### Source extract

━━━━━━━━━━━━━━━━

Death and scandal in the first Scottish Parliament saw Jim Wallace step up to act as first minister, but two decades on he has revealed how close the coalition government came to not happening at all.
Before the party became kingmakers in David Cameron’s government at Westminster, the Scottish Liberal Democrats shared power with Labour after the birth of devolution, with Mr Wallace serving as deputy first minister until 2005.
Reflecting on 20 years of Scotland’s devolved parliament, Mr Wallace said: “Devolution and the dream of a separate Scottish parliament was one thing that brought me into the Scottish Liberals at university.
“It was very exciting to be there to see it become reality,” he said, adding that two decades on he has “no doubt that Scotland is a better place because of the parliament”.
But before backlash over tuition fees caused such damage to the Liberal Democrats’ reputation, the issue nearly stopped them entering power in Scotland nearly a decade earlier.
With the additional member system used to elect the parliament’s 129 MSPs raising the chances of a hung parliament, during the 1999 campaign the Scottish Lib Dems had pledged to speak with whichever party won the most seats.

━━━━━━━━━━━━━━━━

[Entries from a collection]
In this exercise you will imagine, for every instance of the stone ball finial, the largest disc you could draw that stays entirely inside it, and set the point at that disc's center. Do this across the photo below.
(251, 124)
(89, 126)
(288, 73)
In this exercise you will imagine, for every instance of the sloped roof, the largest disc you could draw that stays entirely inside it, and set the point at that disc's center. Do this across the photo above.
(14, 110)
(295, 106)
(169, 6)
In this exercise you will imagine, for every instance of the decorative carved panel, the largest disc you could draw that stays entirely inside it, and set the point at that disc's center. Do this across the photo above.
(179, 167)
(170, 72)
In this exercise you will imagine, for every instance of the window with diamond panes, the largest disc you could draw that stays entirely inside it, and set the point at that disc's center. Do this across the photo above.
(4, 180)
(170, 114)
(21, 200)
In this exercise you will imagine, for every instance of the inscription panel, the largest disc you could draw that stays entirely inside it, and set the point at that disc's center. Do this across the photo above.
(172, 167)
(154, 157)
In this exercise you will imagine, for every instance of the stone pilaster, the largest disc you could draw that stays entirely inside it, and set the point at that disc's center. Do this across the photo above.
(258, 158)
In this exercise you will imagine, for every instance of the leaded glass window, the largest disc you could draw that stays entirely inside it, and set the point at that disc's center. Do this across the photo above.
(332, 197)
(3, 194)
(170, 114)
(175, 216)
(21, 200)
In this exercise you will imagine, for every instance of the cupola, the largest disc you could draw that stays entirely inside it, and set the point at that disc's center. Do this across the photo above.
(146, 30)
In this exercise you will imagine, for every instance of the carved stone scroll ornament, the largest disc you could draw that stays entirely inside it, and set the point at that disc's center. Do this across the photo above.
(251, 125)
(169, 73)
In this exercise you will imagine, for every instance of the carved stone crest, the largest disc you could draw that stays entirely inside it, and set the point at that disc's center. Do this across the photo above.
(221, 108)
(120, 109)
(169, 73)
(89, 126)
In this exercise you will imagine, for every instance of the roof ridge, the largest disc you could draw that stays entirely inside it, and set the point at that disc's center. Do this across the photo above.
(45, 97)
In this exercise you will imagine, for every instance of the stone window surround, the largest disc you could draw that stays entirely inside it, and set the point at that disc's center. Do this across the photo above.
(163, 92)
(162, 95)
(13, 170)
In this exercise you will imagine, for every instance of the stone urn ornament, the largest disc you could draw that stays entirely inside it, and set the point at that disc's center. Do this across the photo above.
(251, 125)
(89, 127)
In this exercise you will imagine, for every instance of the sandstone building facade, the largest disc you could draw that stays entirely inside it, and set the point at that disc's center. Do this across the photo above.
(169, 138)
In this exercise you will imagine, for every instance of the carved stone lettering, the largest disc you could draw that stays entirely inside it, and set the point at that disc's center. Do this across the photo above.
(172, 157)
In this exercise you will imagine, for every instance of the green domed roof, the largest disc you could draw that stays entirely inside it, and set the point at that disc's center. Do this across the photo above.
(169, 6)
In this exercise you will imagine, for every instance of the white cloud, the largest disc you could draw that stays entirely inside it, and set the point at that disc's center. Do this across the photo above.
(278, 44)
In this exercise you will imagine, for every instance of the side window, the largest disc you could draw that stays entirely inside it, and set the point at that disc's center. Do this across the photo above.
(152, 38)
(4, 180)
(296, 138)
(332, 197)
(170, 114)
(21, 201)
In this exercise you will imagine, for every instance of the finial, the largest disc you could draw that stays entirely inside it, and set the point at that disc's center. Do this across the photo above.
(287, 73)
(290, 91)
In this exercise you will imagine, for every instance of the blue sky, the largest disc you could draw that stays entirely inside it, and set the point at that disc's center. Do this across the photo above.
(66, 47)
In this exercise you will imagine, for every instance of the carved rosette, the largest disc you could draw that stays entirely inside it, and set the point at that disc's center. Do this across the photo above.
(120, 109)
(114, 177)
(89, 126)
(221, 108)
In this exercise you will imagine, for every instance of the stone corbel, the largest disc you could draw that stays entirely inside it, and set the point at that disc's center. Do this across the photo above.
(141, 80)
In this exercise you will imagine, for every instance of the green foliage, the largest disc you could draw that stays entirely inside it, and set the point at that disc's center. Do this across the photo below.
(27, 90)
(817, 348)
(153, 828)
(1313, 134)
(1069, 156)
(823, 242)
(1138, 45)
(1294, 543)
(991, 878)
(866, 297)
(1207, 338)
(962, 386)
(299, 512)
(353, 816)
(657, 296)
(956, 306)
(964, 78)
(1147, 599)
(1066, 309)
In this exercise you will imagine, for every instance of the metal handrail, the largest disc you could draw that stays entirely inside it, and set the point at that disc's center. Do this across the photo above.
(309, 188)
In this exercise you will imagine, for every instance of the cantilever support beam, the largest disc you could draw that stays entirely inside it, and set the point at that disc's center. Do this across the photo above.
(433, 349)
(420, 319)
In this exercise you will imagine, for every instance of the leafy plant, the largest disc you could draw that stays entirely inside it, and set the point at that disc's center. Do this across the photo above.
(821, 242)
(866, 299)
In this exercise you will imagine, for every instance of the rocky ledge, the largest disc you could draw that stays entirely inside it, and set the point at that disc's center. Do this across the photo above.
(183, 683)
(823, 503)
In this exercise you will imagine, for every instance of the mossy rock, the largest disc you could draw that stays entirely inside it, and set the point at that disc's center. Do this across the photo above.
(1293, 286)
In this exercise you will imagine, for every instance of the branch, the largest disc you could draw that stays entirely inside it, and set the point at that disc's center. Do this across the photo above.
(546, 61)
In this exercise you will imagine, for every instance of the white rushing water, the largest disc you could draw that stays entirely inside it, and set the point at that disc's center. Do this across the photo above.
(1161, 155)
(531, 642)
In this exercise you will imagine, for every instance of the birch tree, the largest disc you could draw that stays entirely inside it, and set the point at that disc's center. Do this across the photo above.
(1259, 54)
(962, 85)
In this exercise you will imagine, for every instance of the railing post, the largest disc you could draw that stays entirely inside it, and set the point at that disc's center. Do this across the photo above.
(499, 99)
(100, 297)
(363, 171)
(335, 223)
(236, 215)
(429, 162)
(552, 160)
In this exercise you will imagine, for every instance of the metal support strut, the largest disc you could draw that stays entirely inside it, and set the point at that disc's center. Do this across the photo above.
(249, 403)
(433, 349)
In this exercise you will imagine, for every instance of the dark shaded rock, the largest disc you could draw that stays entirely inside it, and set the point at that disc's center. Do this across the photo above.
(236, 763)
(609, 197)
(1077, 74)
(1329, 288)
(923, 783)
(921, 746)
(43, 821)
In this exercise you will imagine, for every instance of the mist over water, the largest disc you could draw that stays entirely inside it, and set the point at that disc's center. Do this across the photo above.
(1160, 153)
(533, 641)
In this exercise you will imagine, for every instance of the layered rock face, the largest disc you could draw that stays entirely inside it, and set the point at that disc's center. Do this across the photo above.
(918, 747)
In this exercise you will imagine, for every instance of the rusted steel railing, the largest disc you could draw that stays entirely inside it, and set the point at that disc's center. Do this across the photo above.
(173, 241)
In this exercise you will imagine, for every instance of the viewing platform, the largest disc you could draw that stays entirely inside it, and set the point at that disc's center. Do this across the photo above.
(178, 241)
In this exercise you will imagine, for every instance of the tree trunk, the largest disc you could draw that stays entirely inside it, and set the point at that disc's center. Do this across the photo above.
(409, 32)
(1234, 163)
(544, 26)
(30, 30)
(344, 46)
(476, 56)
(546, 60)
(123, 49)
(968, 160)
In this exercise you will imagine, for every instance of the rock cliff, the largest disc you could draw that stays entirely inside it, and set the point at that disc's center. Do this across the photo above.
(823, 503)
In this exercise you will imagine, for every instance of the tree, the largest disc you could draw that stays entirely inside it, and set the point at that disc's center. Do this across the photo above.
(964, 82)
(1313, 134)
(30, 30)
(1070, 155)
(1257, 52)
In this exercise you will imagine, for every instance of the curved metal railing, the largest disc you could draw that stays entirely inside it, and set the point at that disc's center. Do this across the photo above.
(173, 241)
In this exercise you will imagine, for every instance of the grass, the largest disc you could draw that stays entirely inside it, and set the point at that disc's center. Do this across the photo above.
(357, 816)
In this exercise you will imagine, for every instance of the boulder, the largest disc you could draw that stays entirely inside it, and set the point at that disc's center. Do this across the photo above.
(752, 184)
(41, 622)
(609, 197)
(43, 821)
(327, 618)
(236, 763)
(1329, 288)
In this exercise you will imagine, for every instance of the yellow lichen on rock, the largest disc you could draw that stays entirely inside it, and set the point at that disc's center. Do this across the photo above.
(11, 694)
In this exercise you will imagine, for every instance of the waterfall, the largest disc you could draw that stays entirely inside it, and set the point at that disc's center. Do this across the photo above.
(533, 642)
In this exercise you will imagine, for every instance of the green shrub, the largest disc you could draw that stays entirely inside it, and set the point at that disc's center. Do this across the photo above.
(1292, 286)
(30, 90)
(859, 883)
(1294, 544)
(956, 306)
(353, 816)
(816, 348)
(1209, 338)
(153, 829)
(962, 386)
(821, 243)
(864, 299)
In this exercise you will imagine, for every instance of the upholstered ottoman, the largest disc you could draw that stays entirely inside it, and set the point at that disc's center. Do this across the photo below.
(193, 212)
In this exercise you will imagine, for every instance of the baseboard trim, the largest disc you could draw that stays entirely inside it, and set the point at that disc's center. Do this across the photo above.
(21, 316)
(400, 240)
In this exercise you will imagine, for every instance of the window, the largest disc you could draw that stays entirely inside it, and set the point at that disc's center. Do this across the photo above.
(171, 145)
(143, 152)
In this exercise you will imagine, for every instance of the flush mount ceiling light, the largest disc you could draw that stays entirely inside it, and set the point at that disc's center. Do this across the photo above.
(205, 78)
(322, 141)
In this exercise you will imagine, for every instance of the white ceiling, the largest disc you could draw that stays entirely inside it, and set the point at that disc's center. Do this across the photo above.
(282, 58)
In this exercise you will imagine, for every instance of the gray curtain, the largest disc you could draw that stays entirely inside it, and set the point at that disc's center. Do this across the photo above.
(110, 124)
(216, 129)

━━━━━━━━━━━━━━━━

According to the article on Jim Wallace and Scotland's first coalition government, until what year did he serve as deputy first minister? These entries were drawn from a separate source.

2005